● THINGS TO DO
(A) Transcribe the part of the article on the Pentagon and MP Materials that begins at the words "The U.S. Department" and stops after "on the news.".
(B) Pick up the article about the Pentagon's takeover of MP Materials after its last sentence and write what follows.

● EXTRACT TO READ
_ _ _ _ _

When “Privatization” Means Control: The Pentagon’s Quiet Takeover of MP Materials

by Daniel Brouse
July 10, 2025

The U.S. Department of Defense has begun taking over a private company, MP Materials, in a move that raises red flags for anyone concerned about the creeping merger of state and corporate power. While the government claims to champion “free markets” and “privatization,” it is now directly intervening to pick stocks, winners, and losers—contradicting its own stated economic values.

The Pentagon is partnering with MP Materials to secure the domestic supply of rare earth magnets, essential for advanced weapons, electric vehicles, and clean energy technologies. On the surface, this may appear to be a national security measure to counter China’s near-monopoly on rare earths. However, it also signals a significant shift: the U.S. government is now moving to control key industries under the guise of “partnership.” Shares of the stock skyrocketed 50% on the news.

Environmental Impact: A Hidden Cost of “Security”

One of the gravest concerns is the environmental devastation caused by rare earth mining and processing. The reason there is so little rare earth mining in the U.S. today is precisely because it is extremely toxic and deadly, leaving behind giant hazardous waste zones and radioactive tailings that poison water, soil, and air. The processing pools used to extract rare earth elements generate massive amounts of waste, including radioactive elements and heavy metals, creating long-term contamination risks for surrounding communities and ecosystems. By ramping up domestic rare earth production under the banner of “national security,” the U.S. risks creating sacrifice zones on its own soil, prioritizing military and economic aims over public health and environmental safety.

_ _ _ _ _

● SUPPLIED DATA
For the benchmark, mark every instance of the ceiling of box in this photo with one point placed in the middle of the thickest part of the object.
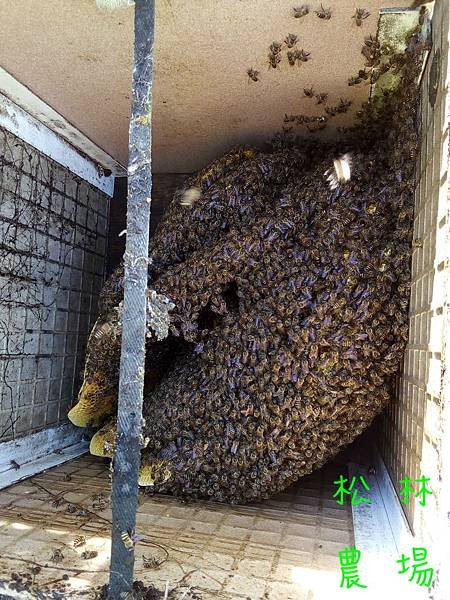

_ _ _ _ _

● WRITTEN RESPONSES
(A)
The U.S. Department of Defense has begun taking over a private company, MP Materials, in a move that raises red flags for anyone concerned about the creeping merger of state and corporate power. While the government claims to champion “free markets” and “privatization,” it is now directly intervening to pick stocks, winners, and losers—contradicting its own stated economic values.

The Pentagon is partnering with MP Materials to secure the domestic supply of rare earth magnets, essential for advanced weapons, electric vehicles, and clean energy technologies. On the surface, this may appear to be a national security measure to counter China’s near-monopoly on rare earths. However, it also signals a significant shift: the U.S. government is now moving to control key industries under the guise of “partnership.” Shares of the stock skyrocketed 50% on the news.

(B)
Why This Matters:

State Control Disguised as National Security:
While ensuring supply chains for critical materials is important, the mechanism here is effectively a nationalization of production without calling it that. This blurs the line between private enterprise and state control.

Distortion of Free Markets:
By injecting government capital, guarantees, and direction into specific companies, the Pentagon is picking winners and losers, undermining competition, and creating an uneven playing field.

Contradictions in U.S. Economic Policy:
The same government that lectures other nations about privatization and free-market reforms is now orchestrating the domestic economy to suit geopolitical goals. This hypocrisy undermines trust in U.S. policy abroad and at home.

Militarization of the Economy:
Securing rare earths for weapons and defense applications further expands the military-industrial complex, channeling public resources into war readiness rather than prioritizing civilian infrastructure, climate adaptation, or social needs.

Environmental Impact:

An example of the devastating consequences of rare earth mining can be witnessed in China, which currently dominates global rare earth mining and processing. Entire villages have become uninhabitable due to toxic waste, radioactive runoff, and air and water contamination caused by processing operations. Black sludge-filled lakes, poisoned farmland, and cancer clusters have become common in these regions, demonstrating the catastrophic cost of rare earth extraction when environmental protections are weak or ignored. If the U.S. pushes forward with domestic rare earth production without strict environmental safeguards, it risks replicating these sacrifice zones within its own borders, harming communities and ecosystems in the name of “security” and economic competition.

A Question for Policymakers:

If “privatization” only applies when it benefits corporate profits, but “nationalization” becomes acceptable when it serves military interests, what kind of economy are we really building?